Bonne nouvelle, les gens ! Le fameux « Il n’y a pas de problème car, devinez quoi, il y a toujours une solution » n’est pas uniquement le pitch du prochain hit de Noël de Walt Disney mais, peut-être, la vérité de l’année. Ou, au moins, du mois de janvier. Et même si cela ne devait concerner que la semaine à venir, cela serait, de toute manière, positif. Prenons donc un moment pour l’apprécier.

Surtout ceux d’entre nous qui sommes à la fois tout excités par la nouvelle saison de Girls et totalement déprimés car ce retour signifie également que la série aura une fin, un jour. Et que, c’est mathématique, plus nous regardons d’épisodes plus nous nous rapprochons de l’épilogue. Constat qui subséquemment (oui, j’ai fait mes devoirs pendant les vacances de Noël) implique que nous allons devoir accepter de retourner à la réalité de notre solitaire existence bancale (*) et essayer, tant bien que mal, de survivre dans notre monde étrange. Une perspective tellement triste que des larmes de mélancolie ont noyé celles de mon rhume de saison lorsque j’en ai pris conscience.

Mais si, malgré tout (oui, le changement climatique est une chose effrayante mais ce n’est pas ce que j’ai en tête), j’ai réussi à revenir de vacances avec un grand sourire sur le visage, c’est parce que j’ai une nouvelle formidable à partager. Quand nous aurons fini de nous apitoyer sur notre sort devant une bande de futurs trentenaires, nous aurons le plaisir fou de nous plonger dans les bizarreries de quasi quadragénaires.

Grâce à Togetherness, la nouvelle série HBO, croyez-moi, il n’y aura bientôt rien de plus sexy que de fêter ses 70 ans malgré les dommages collatéraux (mon intuition me dit que l’équation seins/pesanteur est la partie positive du problème). Principalement car, avouons-le, depuis que Carrie Bradshaw a pris sa retraite sur HBO, le sexe n’est plus un truc rigolo. Pour être précis, plus un truc rigolo à pratiquer. Pour une fois, nous le héros de notre vie > le héros du petit écran. Ce qui est assez rare et enfin équitable. En gros, dans Togetherness, notre vie pourrie n’est rien à côté de la sienne. Cela fait un bien fou. Surtout, lorsque l’un des personnages principaux en question est interprété par la divine Amanda Peet.

La meilleure nouvelle apportée par la série est qu’en dépit de la tristesse inhérente (les devoirs, aussi) à l’âge adulte, nous avons toujours l’opportunité d’expérimenter des petits plaisirs de la vie dont nous n’imaginions même pas l’existence. Comme celui de shooter dans une canette vide sur une pelouse entourés de nos amis sous Prozac (ou bientôt) et sans les enfants.

Données fournies »
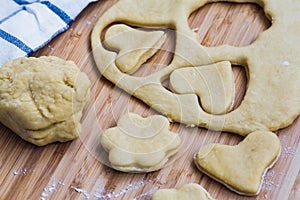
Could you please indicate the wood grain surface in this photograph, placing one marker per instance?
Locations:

Consigne » Pouvez-vous recopier l'extrait sur les séries Girls et Togetherness en commençant par « La meilleure nouvelle » et en poursuivant jusqu'à « sans les enfants. », mais en substituant « plage » à « pelouse » ?

Problème résolu »
La meilleure nouvelle apportée par la série est qu’en dépit de la tristesse inhérente (les devoirs, aussi) à l’âge adulte, nous avons toujours l’opportunité d’expérimenter des petits plaisirs de la vie dont nous n’imaginions même pas l’existence. Comme celui de shooter dans une canette vide sur une plage entourés de nos amis sous Prozac (ou bientôt) et sans les enfants.